(Dataset excerpt)
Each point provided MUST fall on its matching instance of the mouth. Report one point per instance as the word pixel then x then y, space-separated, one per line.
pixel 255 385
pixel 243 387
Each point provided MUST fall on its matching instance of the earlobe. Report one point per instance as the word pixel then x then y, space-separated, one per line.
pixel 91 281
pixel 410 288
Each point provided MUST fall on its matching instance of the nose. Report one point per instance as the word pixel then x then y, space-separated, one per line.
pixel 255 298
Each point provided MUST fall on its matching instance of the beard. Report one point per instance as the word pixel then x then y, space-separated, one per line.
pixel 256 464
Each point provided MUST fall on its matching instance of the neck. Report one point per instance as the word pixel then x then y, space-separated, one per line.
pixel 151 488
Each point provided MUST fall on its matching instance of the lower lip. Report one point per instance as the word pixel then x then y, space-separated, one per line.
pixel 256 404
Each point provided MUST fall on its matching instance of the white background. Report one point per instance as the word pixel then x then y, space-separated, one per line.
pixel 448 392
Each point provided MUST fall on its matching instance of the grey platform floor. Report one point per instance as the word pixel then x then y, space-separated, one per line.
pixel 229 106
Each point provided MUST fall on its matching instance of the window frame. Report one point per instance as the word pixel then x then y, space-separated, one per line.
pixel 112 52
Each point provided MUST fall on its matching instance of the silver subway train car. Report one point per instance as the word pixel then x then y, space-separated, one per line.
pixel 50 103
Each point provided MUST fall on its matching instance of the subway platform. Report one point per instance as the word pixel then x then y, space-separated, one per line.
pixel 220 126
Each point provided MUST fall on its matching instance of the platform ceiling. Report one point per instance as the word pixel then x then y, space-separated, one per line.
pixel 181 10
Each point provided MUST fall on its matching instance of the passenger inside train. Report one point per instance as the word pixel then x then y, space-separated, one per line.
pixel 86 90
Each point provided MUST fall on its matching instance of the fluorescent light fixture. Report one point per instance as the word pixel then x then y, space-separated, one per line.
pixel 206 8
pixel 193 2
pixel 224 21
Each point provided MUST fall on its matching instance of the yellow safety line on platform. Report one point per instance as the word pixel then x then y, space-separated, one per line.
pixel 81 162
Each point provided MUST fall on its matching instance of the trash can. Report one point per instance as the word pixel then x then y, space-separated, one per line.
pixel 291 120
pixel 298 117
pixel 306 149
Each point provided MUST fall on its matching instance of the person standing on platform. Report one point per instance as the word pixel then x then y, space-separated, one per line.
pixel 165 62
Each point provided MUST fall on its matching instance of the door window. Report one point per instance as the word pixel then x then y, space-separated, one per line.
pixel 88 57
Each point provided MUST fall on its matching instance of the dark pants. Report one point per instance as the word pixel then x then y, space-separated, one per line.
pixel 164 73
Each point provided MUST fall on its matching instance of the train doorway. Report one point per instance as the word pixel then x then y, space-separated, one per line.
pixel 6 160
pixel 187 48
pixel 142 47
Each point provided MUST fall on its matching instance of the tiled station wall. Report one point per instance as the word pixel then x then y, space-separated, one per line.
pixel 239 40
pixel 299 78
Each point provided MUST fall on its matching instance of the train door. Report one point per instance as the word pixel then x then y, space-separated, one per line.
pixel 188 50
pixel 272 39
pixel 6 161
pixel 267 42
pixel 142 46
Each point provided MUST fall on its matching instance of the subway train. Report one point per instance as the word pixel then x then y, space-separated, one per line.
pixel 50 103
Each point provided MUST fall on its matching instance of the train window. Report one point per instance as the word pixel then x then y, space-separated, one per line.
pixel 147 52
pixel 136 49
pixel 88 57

• Job: Rewrite all of the rows above, replacing "space-separated" with "separated by spaces" and leaving everything else unchanged.

• Answer to this problem:
Each point provided MUST fall on its matching instance of the mouth. Report one point per instance as the word pixel then x then y, separated by spaces, one per line.
pixel 255 385
pixel 243 387
Each point provided MUST fall on its matching instance of the earlobe. Report one point per instance as the word pixel then x then y, separated by spaces, one per line.
pixel 91 281
pixel 410 288
Each point provided MUST fall on its matching instance of the nose. Report one point per instance as the word pixel then x then y, separated by spaces, one per line.
pixel 255 298
Each point provided MUST fall on its matching instance of the beard. Report one point per instance as the word pixel then x then y, separated by spaces, one per line.
pixel 256 464
Each point provided MUST fall on its matching instance of the neck. Report one point per instance as the word pixel then x then y, separated by spaces, one per line.
pixel 151 488
Each point provided MUST fall on its matching instance of the lower lip. Report one point per instance as the word pixel then x then y, separated by spaces, one per line.
pixel 256 404
Each point provided MUST fall on its matching instance of the white background. Report one point per instance as the word pixel then x then y, separated by spaces, one per line.
pixel 448 392
Each point provided MUST fall on its matching instance of the grey platform floor. Report one point per instance as the word pixel then x then y, separated by spaces, one per line.
pixel 229 106
Each point provided MUST fall on its matching instance of the window frame. Report one point per instance as the word pixel then x then y, separated by spaces, one per line.
pixel 112 52
Each point provided MUST fall on its matching instance of the silver subway train car. Report one point per instance as the word pixel then x then y, separated by spaces, one per line.
pixel 50 103
Each point provided MUST fall on its matching instance of the subway platform. Report one point per instance as the word pixel then x then y, separated by spaces, one per line.
pixel 220 126
Each point provided MUST fall on its matching instance of the platform ceiling. Report one point per instance as the word pixel then x then y, separated by spaces, one per line.
pixel 181 10
Each point provided MUST fall on its matching instance of the passenger inside train. Report one point per instance as the word pixel then x then y, separated by spaces, one per line.
pixel 86 90
Each point provided MUST fall on its matching instance of the fluorescent light fixture. Report one point per instance as the word pixel then x then y, separated by spaces, one per line.
pixel 206 8
pixel 193 2
pixel 224 21
Each point provided MUST fall on its matching instance of the yellow safety line on platform. Report one point per instance as the word pixel then x then y, separated by spaces, one per line.
pixel 81 162
Each point provided MUST fall on its matching instance of the trash can. Report one point per instance as the word pixel then x then y, separated by spaces, one per line.
pixel 291 120
pixel 298 117
pixel 306 149
Each point provided MUST fall on its matching instance of the person standing on platform. Report one point per instance as the word pixel then x then y, separated by spaces, one per line.
pixel 165 62
Each point provided MUST fall on its matching instance of the door window. Report one point per instance as the word pixel then x then y, separated by spaces, one per line.
pixel 88 57
Each point provided MUST fall on its matching instance of the dark pants. Report one point per instance as the word pixel then x then y, separated by spaces, one per line.
pixel 164 73
Each point provided MUST fall on its matching instance of the train doorway. Report one point per instance as the word pixel then x then y, separated by spaces, one per line.
pixel 6 160
pixel 187 48
pixel 142 47
Each point provided MUST fall on its matching instance of the tiled station wall. Report one point per instance as the word pixel then x then y, separated by spaces, one per line.
pixel 239 40
pixel 299 78
Each point provided MUST fall on its matching instance of the train door. Report one point per instance as the word pixel then x then y, separated by spaces, one per line.
pixel 188 50
pixel 272 39
pixel 6 161
pixel 267 42
pixel 142 46
Each point provided MUST fall on its matching instance of the subway train. Report one point per instance as the word pixel then x then y, separated by spaces, one per line.
pixel 50 103
Each point provided MUST fall on its matching instance of the train window. Report one point per instance as the word pixel then x then y, separated by spaces, one per line.
pixel 147 52
pixel 136 49
pixel 88 57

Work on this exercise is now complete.